STATED PROBLEM 1 -
For each statement below, answer yes or no according to the travel account, and quote the words from it that decide the matter: (a) The second tree-house stood 62 meters off the ground. (b) Three leeches were found on the narrator's legs. (c) Someone was at the first landing zone to help after the crash.
STATED PROBLEM 2 -
Write out the passage of the travel account from "Hour 26: We" up to and including "is leech infested.", reproducing it word for word.

EXCERPT -
# # # # # # #
Hour 25: Time to leave the tree-house. My first zip-line out of the day (and without any sight of a guide or experienced person around), I crashed into the landing zone and almost chopped my legs off below the knee – I hadn’t braked enough and was sent crashing into the VERY low landing platform. No one was there to help me, and so I had to pull myself up, crying, to stand up. I called for Scott to zip over from the tree-house to come inspect my damage – I was scraped on my shin and had two goose eggs, on each leg, the size of a grapefruit. I had done some serious damage to myself.

Hour 26: We eat a pretty gross breakfast that felt more like dinner (Pad Lao, rice, roast potatoes) down by the waterfall – this created some issues in that many of us required the use of a toilet without one being readily available. Many of us decided to go in the bush. Remember that the bush is leech infested.

Blood from one of Kenna's five leech wounds that wouldn't stop bleeding

Blood from one of Kenna's five leech wounds that wouldn't stop bleeding

Hour 28: After another two-hour hike, and for me, on semi-broken legs, we arrive at the base-camp of our second tree-house for the night. At first, I noticed a very fat, blood-filled leech on the ground. I wasn’t sure where it came from. I then looked down at my pant leg, near my crotch, and noticed some blood. Again, I thought, “oh, I must have rubbed myself a bit with the zip-line harness. No biggie.” About five minutes later, I patted the bloody area, and felt a large glob of something – oh shit, I think it’s a leech. I proceeded to take off my pants in front of the boys and the Lao guides (thank god I had my bikini bottoms underneath, in anticipation of perhaps another swim in a stream) and discovered that I was infiltrated. I had not one, not two, but FIVE leeches stuck to my legs at various points, two of which were located in my underpants. Likely from my little escapade in the bush. They had been on me for over two hours, which means they had taken a lot of blood. The worst part about leeches is that they insert an anti-coagulant into you before they start sucking, so your blood runs like a hemophiliac for about an hour after you pull the thing off. My legs looked the worse for wear with blood streaming everywhere (not to mention the large tennis sized swellings on both of my shins)….and I was pretty traumatized at seeing so much of my own blood running down me. But time was not to waste – we had to strap back into our harnesses and get to our second tree-house for the night. So, back into my pants I went (after ensuring they were leech-free) and zipped into our second abris, this one 62 meters off the ground. This one was niiiicceee – we had full electricity, plumbing, and even a second storey which the boys named the “honeymoon suite” and gave to Scott and I. We had really traded up for the night.
# # # # # # #
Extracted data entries
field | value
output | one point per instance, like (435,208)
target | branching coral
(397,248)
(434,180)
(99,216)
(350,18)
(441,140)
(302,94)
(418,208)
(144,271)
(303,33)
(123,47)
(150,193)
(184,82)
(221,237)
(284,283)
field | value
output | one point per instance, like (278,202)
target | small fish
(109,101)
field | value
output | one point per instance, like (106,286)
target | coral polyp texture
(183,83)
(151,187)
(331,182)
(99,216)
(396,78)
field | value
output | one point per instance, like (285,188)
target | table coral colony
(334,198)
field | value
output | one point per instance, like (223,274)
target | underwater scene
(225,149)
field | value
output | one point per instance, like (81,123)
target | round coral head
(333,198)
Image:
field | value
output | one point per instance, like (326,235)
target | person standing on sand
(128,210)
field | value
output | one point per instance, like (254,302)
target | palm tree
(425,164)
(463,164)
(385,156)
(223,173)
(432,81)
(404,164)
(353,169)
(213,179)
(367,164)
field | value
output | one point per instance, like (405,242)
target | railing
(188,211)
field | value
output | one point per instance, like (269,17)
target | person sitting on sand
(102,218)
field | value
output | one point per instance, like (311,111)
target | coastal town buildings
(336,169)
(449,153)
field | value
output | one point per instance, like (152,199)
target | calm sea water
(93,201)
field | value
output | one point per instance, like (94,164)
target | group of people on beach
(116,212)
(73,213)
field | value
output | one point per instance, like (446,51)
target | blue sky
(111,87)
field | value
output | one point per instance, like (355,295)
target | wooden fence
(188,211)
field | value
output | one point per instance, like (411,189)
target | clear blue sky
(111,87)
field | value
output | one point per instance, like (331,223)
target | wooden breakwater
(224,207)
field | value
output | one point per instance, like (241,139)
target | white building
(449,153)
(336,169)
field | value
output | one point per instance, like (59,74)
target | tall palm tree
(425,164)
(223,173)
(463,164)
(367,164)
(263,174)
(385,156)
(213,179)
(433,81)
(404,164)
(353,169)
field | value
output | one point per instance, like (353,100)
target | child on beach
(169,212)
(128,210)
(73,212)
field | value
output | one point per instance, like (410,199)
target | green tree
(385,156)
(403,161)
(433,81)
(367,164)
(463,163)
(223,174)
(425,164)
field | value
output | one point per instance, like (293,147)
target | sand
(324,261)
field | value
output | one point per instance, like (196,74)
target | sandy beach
# # # # # # #
WORKED SOLUTION 1 -
(a) Yes: "zipped into our second abris, this one 62 meters off the ground."
(b) No: "I had not one, not two, but FIVE leeches stuck to my legs at various points"
(c) No: "No one was there to help me"

WORKED SOLUTION 2 -
Hour 26: We eat a pretty gross breakfast that felt more like dinner (Pad Lao, rice, roast potatoes) down by the waterfall – this created some issues in that many of us required the use of a toilet without one being readily available. Many of us decided to go in the bush. Remember that the bush is leech infested.